==== INPUT

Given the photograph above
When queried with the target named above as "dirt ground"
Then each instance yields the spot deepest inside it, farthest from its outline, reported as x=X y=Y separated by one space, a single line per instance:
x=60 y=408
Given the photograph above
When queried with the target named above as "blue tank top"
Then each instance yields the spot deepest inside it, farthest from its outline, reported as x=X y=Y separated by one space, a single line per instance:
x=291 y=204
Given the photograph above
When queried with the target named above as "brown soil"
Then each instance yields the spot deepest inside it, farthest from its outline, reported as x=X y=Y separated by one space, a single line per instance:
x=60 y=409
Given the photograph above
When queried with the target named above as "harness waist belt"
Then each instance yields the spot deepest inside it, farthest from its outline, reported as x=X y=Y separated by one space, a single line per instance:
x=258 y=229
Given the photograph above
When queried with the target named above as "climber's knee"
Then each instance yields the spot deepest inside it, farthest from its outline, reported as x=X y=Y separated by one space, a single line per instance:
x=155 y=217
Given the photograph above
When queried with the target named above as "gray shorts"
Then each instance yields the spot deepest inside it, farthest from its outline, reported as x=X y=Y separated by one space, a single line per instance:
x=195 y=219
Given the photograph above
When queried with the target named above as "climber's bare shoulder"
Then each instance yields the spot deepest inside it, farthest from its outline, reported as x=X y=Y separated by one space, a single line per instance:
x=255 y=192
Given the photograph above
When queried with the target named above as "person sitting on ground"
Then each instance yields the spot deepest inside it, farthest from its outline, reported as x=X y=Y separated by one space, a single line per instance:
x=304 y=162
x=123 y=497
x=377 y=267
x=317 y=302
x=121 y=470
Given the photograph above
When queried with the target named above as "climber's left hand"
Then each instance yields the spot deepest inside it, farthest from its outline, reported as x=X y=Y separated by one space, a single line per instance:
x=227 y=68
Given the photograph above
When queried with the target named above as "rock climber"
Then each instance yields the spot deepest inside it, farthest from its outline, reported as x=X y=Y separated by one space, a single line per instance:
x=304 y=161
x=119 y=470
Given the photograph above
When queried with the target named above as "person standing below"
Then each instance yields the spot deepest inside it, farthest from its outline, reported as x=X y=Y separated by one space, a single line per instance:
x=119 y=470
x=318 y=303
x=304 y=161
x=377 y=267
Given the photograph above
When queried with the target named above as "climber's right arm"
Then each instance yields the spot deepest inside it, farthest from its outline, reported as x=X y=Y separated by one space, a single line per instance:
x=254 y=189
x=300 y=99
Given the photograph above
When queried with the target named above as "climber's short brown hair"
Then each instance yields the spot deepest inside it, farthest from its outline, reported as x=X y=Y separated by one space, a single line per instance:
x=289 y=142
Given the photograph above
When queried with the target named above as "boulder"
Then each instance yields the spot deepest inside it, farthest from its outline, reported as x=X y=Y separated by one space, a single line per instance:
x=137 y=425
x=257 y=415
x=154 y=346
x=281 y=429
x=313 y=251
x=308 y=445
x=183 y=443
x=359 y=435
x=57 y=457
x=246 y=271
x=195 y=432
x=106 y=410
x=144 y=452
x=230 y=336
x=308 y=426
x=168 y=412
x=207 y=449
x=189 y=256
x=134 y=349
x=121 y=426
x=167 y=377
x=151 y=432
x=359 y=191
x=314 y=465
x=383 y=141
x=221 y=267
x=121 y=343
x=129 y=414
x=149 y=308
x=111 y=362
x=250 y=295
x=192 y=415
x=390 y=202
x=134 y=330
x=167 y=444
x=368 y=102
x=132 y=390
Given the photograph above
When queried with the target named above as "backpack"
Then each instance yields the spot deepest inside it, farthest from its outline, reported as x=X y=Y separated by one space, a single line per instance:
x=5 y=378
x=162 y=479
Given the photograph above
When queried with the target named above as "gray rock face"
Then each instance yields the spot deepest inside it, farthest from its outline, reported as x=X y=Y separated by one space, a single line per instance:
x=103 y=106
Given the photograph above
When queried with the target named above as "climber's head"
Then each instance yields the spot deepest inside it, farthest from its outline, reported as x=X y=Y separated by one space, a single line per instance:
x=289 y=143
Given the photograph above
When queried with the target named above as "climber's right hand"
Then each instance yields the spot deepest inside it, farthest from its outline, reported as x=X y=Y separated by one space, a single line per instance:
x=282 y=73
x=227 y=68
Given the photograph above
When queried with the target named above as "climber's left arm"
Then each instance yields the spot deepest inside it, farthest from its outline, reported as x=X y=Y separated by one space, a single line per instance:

========

*PROBLEM:*
Convert every line of the listing above into a Markdown table with the columns "Row" and "Line", numbering the rows in order and omitting blank lines.

*FINAL RESULT:*
| Row | Line |
|---|---|
| 1 | Given the photograph above |
| 2 | When queried with the target named above as "dirt ground" |
| 3 | Then each instance yields the spot deepest inside it, farthest from its outline, reported as x=X y=Y separated by one space, a single line per instance: |
| 4 | x=60 y=408 |
| 5 | Given the photograph above |
| 6 | When queried with the target named above as "blue tank top" |
| 7 | Then each instance yields the spot deepest inside it, farthest from its outline, reported as x=X y=Y separated by one space, a single line per instance: |
| 8 | x=291 y=204 |
| 9 | Given the photograph above |
| 10 | When queried with the target named above as "brown soil" |
| 11 | Then each instance yields the spot deepest inside it, farthest from its outline, reported as x=X y=Y separated by one space, a single line per instance: |
| 12 | x=60 y=409 |
| 13 | Given the photograph above |
| 14 | When queried with the target named above as "harness waist belt" |
| 15 | Then each instance yields the spot deepest inside it, farthest from its outline, reported as x=X y=Y separated by one space, a single line per instance: |
| 16 | x=258 y=229 |
| 17 | Given the photograph above |
| 18 | When queried with the target named above as "climber's knee" |
| 19 | Then each instance yields the spot deepest inside it, farthest from its outline, reported as x=X y=Y separated by one space, a single line per instance: |
| 20 | x=155 y=217 |
| 21 | Given the photograph above |
| 22 | When queried with the target named above as "gray shorts" |
| 23 | Then each instance yields the spot deepest inside it, farthest from its outline, reported as x=X y=Y separated by one space, a single line per instance: |
| 24 | x=195 y=219 |
| 25 | Given the photograph above |
| 26 | When queried with the target named above as "climber's bare shoulder" |
| 27 | Then each instance yields the spot deepest inside it, farthest from its outline, reported as x=X y=Y separated by one space, a single line per instance: |
| 28 | x=255 y=192 |
| 29 | Given the photograph above |
| 30 | When queried with the target named above as "person sitting on ground" |
| 31 | Then each instance yields the spot deepest inside it, farthest from its outline, reported as x=X y=Y separated by one space, a single line per instance: |
| 32 | x=304 y=162 |
| 33 | x=123 y=497 |
| 34 | x=377 y=267 |
| 35 | x=317 y=302 |
| 36 | x=121 y=470 |
| 37 | Given the photograph above |
| 38 | When queried with the target named above as "climber's left hand" |
| 39 | Then each instance yields the spot deepest inside it, farthest from its outline, reported as x=X y=Y separated by one space, a single line per instance: |
| 40 | x=227 y=68 |
| 41 | Given the photograph above |
| 42 | When queried with the target named above as "rock climber" |
| 43 | Then each instance yields the spot deepest inside it, farthest from its outline, reported as x=X y=Y separated by one space, a single line per instance: |
| 44 | x=304 y=161 |
| 45 | x=119 y=470 |
| 46 | Given the photograph above |
| 47 | When queried with the target named above as "person standing below" |
| 48 | Then each instance yields the spot deepest inside it, farthest from its outline, reported as x=X y=Y separated by one space, a single line per instance: |
| 49 | x=119 y=470 |
| 50 | x=318 y=303 |
| 51 | x=304 y=161 |
| 52 | x=377 y=267 |
| 53 | Given the photograph above |
| 54 | When queried with the target named above as "climber's right arm" |
| 55 | Then each instance yields the spot deepest inside it, farthest from its outline, reported as x=X y=Y separated by one space, a single line per instance: |
| 56 | x=254 y=189 |
| 57 | x=300 y=99 |
| 58 | Given the photograph above |
| 59 | When queried with the target named above as "climber's short brown hair" |
| 60 | Then each instance yields the spot deepest inside it, farthest from its outline, reported as x=X y=Y separated by one space, a single line per instance: |
| 61 | x=289 y=142 |
| 62 | Given the photograph above |
| 63 | When queried with the target named above as "boulder" |
| 64 | Then each instance yields the spot deepest inside it, farthest from its outline, reported as x=X y=Y separated by one space, a single line per instance: |
| 65 | x=137 y=425 |
| 66 | x=257 y=415 |
| 67 | x=154 y=346 |
| 68 | x=281 y=429 |
| 69 | x=313 y=251 |
| 70 | x=308 y=445 |
| 71 | x=183 y=443 |
| 72 | x=359 y=435 |
| 73 | x=57 y=457 |
| 74 | x=246 y=271 |
| 75 | x=195 y=432 |
| 76 | x=106 y=410 |
| 77 | x=144 y=452 |
| 78 | x=230 y=336 |
| 79 | x=308 y=426 |
| 80 | x=168 y=412 |
| 81 | x=207 y=449 |
| 82 | x=189 y=256 |
| 83 | x=134 y=349 |
| 84 | x=121 y=426 |
| 85 | x=167 y=377 |
| 86 | x=151 y=432 |
| 87 | x=359 y=191 |
| 88 | x=314 y=465 |
| 89 | x=383 y=141 |
| 90 | x=221 y=267 |
| 91 | x=121 y=343 |
| 92 | x=129 y=414 |
| 93 | x=149 y=308 |
| 94 | x=111 y=362 |
| 95 | x=250 y=295 |
| 96 | x=192 y=415 |
| 97 | x=390 y=202 |
| 98 | x=134 y=330 |
| 99 | x=167 y=444 |
| 100 | x=368 y=102 |
| 101 | x=132 y=390 |
| 102 | Given the photograph above |
| 103 | When queried with the target named above as "backpack" |
| 104 | Then each instance yields the spot deepest inside it, farthest from its outline, reported as x=X y=Y separated by one space, a single line per instance: |
| 105 | x=5 y=378 |
| 106 | x=162 y=479 |
| 107 | Given the photograph above |
| 108 | When queried with the target named above as "gray rock face" |
| 109 | Then each instance yields the spot deepest inside it, farthest from its outline, reported as x=X y=Y separated by one space, a single line per instance: |
| 110 | x=103 y=106 |
| 111 | Given the photograph above |
| 112 | When queried with the target named above as "climber's head" |
| 113 | Then each instance yields the spot deepest inside it, farthest from its outline, reported as x=X y=Y separated by one space, a single line per instance: |
| 114 | x=289 y=143 |
| 115 | Given the photograph above |
| 116 | When queried with the target named above as "climber's right hand" |
| 117 | Then each instance yields the spot deepest inside it, farthest from its outline, reported as x=X y=Y separated by one space, a single line per instance: |
| 118 | x=282 y=73 |
| 119 | x=227 y=68 |
| 120 | Given the photograph above |
| 121 | When queried with the target named above as "climber's left arm" |
| 122 | Then each instance yields the spot deepest inside it, farthest from its outline, reported as x=X y=Y separated by one space, a single line per instance: |